→ **Activity**
Repeat exactly, and only, the lines below starting at the line that contains "point_to annotates the glass" and ending at the line that contains "point_to annotates the woman's", inclusive of both.

(Collected data)
• • •

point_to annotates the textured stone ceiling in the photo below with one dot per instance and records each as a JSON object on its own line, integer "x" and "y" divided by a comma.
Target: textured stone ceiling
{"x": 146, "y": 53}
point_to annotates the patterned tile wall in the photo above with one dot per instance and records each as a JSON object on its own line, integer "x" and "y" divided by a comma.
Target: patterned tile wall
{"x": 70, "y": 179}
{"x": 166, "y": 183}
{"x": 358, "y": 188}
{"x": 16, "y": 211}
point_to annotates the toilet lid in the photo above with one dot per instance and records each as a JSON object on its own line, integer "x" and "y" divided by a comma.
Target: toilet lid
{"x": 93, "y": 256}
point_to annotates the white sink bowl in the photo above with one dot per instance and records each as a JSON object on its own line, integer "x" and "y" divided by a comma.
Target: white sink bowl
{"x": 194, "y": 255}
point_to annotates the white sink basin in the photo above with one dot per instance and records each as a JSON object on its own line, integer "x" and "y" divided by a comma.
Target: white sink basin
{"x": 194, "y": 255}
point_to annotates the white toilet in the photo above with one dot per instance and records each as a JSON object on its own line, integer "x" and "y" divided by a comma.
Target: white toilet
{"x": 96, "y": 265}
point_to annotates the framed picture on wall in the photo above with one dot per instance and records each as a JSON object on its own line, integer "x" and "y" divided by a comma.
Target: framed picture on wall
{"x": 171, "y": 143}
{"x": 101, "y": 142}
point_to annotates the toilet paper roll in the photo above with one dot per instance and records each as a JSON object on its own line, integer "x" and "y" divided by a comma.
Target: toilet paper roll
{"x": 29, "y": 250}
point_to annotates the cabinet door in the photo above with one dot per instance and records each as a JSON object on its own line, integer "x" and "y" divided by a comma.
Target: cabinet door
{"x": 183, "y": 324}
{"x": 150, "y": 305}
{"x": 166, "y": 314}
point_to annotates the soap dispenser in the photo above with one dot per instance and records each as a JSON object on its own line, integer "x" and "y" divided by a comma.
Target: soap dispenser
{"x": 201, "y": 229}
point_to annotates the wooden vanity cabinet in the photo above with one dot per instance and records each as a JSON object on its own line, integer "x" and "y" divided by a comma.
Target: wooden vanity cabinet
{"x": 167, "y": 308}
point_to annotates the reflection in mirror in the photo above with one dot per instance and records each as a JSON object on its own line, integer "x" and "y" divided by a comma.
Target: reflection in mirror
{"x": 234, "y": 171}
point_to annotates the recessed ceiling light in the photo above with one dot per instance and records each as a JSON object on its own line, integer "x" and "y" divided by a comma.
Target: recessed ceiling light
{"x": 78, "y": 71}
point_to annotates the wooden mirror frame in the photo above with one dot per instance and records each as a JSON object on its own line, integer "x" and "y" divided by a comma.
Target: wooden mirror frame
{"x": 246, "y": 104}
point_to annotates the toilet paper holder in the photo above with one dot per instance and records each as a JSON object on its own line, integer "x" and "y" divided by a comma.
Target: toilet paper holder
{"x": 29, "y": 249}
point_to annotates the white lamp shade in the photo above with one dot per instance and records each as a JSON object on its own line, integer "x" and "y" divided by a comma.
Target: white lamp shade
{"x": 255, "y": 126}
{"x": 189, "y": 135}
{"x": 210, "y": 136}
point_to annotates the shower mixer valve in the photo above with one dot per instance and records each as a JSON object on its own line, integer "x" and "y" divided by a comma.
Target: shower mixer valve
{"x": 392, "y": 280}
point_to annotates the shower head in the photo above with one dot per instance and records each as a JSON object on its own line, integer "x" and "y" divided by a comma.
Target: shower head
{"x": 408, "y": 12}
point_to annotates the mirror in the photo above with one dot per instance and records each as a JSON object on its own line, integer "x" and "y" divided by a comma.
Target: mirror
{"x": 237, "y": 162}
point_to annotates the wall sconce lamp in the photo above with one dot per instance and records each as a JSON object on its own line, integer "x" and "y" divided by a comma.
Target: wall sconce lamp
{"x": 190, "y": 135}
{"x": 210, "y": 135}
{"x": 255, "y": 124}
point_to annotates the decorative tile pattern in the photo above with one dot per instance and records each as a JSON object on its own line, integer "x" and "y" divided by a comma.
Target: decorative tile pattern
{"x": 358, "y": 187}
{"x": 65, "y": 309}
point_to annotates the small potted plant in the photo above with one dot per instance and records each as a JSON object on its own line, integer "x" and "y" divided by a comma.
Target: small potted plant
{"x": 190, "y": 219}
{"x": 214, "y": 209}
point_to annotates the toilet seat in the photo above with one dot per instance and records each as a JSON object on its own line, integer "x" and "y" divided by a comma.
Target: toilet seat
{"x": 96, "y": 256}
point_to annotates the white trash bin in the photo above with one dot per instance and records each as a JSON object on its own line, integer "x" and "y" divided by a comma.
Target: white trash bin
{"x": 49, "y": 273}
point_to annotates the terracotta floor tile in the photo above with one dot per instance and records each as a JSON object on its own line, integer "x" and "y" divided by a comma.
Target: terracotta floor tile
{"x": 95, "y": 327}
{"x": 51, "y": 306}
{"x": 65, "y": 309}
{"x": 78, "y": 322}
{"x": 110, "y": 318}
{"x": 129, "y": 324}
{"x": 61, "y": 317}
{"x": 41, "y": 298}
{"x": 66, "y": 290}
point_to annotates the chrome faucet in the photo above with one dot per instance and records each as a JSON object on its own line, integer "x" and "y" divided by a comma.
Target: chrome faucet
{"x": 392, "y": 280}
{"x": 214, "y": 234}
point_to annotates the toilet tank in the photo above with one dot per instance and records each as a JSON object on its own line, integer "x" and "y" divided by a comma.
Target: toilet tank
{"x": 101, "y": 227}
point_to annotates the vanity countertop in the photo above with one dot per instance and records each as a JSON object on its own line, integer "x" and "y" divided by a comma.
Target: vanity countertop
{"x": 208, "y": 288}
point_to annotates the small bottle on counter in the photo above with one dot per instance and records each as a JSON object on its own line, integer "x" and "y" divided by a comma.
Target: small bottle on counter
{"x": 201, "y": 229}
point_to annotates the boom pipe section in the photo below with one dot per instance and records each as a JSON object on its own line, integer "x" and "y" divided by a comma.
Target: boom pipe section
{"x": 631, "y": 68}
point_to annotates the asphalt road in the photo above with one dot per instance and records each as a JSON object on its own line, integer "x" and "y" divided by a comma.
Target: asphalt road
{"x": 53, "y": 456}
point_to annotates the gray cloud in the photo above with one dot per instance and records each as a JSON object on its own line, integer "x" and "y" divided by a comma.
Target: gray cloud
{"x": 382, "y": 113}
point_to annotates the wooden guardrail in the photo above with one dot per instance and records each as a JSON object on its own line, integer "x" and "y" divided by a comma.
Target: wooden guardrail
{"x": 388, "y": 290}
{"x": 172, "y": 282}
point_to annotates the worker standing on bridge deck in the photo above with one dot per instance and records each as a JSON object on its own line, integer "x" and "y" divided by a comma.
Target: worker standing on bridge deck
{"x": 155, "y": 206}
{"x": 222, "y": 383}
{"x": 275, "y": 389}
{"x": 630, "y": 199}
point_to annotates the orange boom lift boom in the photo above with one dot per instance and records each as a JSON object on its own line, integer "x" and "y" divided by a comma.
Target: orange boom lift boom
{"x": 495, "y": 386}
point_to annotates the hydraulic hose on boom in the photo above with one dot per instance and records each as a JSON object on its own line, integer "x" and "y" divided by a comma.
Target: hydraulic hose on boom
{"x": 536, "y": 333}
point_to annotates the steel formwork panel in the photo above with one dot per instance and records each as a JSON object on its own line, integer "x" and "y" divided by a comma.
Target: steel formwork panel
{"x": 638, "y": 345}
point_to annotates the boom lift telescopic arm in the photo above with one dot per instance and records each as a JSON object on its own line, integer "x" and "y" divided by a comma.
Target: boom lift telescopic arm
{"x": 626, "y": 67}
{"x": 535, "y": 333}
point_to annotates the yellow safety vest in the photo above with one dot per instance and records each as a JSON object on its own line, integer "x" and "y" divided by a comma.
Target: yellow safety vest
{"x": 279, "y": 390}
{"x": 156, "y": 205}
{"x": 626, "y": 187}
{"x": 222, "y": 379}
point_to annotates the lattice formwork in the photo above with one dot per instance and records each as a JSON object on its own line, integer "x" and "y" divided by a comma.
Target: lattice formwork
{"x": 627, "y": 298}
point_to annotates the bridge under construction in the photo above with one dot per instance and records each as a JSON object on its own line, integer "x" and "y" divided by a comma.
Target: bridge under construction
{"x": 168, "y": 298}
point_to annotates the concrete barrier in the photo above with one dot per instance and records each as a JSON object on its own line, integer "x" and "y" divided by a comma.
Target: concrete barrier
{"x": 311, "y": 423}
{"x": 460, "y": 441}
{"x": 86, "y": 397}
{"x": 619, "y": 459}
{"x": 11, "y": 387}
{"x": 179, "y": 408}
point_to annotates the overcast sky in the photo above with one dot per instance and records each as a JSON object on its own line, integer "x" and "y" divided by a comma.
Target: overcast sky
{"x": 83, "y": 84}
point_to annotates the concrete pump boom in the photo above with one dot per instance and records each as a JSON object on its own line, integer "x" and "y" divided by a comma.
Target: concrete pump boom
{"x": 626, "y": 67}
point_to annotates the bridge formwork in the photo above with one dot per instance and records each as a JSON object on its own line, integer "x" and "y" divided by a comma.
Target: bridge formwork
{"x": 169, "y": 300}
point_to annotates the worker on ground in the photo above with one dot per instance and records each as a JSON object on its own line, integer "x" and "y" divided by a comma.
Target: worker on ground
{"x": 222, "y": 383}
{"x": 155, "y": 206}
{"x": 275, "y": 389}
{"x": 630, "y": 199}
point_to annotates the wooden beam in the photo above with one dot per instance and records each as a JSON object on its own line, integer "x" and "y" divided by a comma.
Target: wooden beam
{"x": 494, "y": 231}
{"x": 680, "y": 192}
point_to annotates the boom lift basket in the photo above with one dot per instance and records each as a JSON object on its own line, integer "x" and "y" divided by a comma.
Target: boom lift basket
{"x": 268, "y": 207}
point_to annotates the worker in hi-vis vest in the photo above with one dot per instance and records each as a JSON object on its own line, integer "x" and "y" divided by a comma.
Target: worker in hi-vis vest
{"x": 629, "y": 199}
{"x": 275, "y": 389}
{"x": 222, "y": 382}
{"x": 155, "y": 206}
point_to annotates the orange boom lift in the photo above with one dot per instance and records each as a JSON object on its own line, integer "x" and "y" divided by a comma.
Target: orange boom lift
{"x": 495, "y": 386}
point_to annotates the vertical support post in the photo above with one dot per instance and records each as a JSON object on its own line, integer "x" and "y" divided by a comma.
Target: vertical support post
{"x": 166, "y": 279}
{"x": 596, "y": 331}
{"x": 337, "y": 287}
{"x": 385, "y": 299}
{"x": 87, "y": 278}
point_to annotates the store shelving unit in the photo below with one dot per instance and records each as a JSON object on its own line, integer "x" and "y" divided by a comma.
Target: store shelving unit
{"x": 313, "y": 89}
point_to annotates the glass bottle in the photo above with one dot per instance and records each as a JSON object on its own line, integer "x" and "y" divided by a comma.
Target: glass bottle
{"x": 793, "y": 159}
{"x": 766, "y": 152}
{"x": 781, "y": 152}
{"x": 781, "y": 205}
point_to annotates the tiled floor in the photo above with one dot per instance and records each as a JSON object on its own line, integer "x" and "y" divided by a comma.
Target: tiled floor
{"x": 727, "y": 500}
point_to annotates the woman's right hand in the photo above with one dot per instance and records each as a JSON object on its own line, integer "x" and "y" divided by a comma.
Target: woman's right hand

• • •

→ **Answer space**
point_to annotates the glass bottle in the photo above with one dot per instance and records each as a JSON object on its own line, integer "x" and "y" divided by a comma.
Target: glass bottle
{"x": 793, "y": 159}
{"x": 766, "y": 152}
{"x": 781, "y": 152}
{"x": 781, "y": 205}
point_to annotates the tiled floor in the photo above with one dot per instance and records each as a JSON object on its own line, integer "x" and "y" divided by a comma.
Target: tiled floor
{"x": 727, "y": 500}
point_to annotates the woman's right hand in the photo above with one dot per instance and records each as a JSON object on its own line, integer "x" and "y" divided by a comma.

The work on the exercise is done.